* _EXERCISE MATERIAL_:
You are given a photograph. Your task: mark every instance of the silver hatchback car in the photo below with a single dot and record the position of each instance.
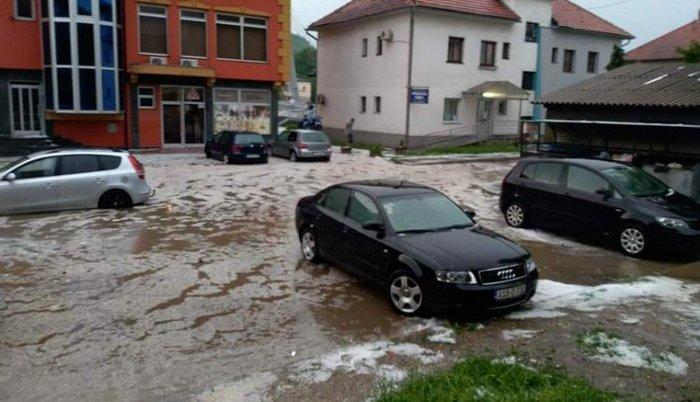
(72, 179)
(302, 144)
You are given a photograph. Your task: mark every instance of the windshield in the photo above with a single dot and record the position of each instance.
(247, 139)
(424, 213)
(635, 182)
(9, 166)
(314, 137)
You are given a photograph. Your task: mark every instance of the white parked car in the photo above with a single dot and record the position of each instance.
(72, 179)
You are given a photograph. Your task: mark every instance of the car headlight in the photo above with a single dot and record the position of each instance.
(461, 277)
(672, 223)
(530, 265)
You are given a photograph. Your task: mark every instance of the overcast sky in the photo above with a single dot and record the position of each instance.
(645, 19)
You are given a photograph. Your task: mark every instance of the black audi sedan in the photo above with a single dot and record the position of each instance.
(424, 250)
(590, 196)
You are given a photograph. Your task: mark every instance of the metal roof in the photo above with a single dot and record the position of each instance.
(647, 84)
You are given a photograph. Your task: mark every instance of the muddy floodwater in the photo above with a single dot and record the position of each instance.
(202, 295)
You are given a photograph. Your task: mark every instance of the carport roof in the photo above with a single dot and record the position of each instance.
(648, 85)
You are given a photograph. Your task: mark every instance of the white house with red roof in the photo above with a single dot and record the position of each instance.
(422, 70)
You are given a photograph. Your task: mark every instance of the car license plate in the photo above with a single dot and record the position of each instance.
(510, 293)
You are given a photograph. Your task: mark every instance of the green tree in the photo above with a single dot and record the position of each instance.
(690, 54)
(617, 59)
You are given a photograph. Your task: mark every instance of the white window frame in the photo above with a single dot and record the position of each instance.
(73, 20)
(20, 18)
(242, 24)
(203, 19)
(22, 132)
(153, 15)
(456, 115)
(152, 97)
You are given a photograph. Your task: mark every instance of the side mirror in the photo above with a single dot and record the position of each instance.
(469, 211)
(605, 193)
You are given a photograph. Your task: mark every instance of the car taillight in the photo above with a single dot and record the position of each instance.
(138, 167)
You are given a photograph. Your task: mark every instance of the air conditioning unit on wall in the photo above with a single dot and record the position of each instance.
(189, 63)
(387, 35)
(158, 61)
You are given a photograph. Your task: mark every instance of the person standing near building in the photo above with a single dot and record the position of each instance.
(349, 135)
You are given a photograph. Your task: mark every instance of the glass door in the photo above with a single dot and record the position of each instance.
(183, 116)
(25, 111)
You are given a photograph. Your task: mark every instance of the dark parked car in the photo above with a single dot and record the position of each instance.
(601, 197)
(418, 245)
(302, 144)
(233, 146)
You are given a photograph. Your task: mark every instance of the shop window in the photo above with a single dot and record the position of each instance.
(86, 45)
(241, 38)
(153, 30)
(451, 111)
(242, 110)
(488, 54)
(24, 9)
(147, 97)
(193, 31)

* * *

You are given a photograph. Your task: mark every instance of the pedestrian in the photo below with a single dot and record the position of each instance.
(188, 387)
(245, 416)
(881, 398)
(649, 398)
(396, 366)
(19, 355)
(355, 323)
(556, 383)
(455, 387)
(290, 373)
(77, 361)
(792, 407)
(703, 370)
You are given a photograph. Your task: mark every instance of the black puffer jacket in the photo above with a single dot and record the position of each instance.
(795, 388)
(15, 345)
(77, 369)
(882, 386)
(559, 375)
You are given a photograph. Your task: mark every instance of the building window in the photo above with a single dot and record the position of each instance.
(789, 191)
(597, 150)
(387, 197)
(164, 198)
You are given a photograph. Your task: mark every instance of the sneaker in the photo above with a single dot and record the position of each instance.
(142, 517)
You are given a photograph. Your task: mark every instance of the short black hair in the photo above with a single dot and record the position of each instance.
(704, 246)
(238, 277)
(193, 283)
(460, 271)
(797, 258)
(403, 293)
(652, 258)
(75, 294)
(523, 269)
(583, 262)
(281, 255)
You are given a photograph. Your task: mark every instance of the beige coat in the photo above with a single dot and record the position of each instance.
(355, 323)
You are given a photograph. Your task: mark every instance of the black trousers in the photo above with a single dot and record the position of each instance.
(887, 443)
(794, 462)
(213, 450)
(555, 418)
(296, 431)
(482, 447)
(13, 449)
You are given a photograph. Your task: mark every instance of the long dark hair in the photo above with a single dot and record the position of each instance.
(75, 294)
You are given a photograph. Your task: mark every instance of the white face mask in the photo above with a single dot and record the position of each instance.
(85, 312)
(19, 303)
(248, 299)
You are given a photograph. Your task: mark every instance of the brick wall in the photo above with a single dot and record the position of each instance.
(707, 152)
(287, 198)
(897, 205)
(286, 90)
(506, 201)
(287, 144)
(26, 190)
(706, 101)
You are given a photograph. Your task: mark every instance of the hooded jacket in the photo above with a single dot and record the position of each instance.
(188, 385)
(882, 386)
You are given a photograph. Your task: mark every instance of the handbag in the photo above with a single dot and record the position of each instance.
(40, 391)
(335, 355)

* _THE REQUEST_: Filter the records above, copying out each line that contains the word "window".

* _TASK OUTPUT_:
You are given a photograph. Your task: mark every instance of the white window frame in the photo above with a single dot and record the position of each instance.
You are given a photograph. Your task: mark every instance of the shop window in the photo above with a single dot and record the position of each instance.
You are given a photograph. Your task: mark every instance of the building window in the photo above with a single dot and record the position of each instance.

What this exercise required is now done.